GIVEN TASK: Update the lines from the first one through the line containing "POLYGON ((115 107, 99" by swapping "excavated dirt pile" for "excavated soil pile", changing nothing else. Return only those lines.

----- MATERIAL SHOWN -----

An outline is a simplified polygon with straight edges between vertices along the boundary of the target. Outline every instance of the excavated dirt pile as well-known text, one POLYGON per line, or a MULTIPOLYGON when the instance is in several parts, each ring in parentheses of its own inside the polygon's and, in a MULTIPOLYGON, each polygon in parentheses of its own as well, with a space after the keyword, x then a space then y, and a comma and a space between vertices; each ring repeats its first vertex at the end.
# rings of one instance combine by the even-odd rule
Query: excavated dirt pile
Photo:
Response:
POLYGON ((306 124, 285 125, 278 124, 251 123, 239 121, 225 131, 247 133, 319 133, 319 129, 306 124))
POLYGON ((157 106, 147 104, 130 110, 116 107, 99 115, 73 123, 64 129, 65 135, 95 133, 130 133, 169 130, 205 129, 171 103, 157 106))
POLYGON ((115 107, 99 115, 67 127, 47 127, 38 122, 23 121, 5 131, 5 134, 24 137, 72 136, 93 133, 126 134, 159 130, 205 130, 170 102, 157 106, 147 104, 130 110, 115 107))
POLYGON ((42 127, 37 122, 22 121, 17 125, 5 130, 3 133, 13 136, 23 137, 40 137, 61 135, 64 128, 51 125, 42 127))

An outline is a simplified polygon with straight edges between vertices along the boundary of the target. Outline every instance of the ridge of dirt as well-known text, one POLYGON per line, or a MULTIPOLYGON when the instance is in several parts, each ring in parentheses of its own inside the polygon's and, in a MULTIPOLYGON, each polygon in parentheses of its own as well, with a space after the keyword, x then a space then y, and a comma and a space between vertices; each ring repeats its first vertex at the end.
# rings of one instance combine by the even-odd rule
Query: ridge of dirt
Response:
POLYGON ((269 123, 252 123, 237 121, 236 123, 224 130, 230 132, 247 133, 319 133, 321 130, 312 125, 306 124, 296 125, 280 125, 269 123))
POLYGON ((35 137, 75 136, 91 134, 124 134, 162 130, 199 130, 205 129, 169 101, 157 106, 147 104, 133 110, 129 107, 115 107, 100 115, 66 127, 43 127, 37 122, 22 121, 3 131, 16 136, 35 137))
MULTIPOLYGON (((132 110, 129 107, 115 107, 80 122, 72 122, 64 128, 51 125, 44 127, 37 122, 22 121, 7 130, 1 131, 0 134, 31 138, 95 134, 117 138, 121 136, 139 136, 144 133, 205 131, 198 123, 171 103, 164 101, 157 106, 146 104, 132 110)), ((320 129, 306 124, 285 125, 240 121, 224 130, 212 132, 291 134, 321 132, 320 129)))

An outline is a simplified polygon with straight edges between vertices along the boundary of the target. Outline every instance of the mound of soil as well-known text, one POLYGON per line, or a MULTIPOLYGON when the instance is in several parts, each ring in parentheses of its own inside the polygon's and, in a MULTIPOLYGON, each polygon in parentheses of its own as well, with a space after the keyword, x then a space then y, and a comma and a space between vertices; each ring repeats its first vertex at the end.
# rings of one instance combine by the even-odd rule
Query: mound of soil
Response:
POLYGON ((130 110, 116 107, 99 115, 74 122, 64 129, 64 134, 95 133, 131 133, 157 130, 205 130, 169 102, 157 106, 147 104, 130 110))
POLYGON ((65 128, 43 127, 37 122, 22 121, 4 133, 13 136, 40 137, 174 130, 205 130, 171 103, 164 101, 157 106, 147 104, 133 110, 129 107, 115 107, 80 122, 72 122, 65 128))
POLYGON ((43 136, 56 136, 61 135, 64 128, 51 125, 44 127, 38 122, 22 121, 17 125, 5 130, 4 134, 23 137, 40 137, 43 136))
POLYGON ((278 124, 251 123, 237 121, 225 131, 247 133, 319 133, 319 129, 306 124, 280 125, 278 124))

-----

RESPONSE BELOW:
An outline is a simplified polygon with straight edges between vertices along the boundary of the target. Outline every instance of the excavated soil pile as well-known text, one POLYGON per line, or a MULTIPOLYGON when the instance is in several parts, each ring in parentheses of its own inside the polygon's and, in a MULTIPOLYGON, each polygon in parentheses of its own as well, with a space after the keyword, x then a space then y, and a comma and a space between vertices; each ring repeats its first vertex at the end.
# rings of one instance combine by the even-odd rule
Query: excavated soil pile
Photo:
Response:
POLYGON ((306 124, 285 125, 278 124, 251 123, 239 121, 225 131, 247 133, 319 133, 319 129, 306 124))
POLYGON ((157 106, 147 104, 130 110, 116 107, 99 115, 73 123, 64 129, 65 135, 95 133, 130 133, 169 130, 205 129, 171 103, 157 106))
POLYGON ((115 107, 99 115, 67 127, 47 127, 38 122, 23 121, 5 131, 5 134, 24 137, 72 136, 93 133, 126 134, 159 130, 205 130, 170 102, 157 106, 147 104, 130 110, 115 107))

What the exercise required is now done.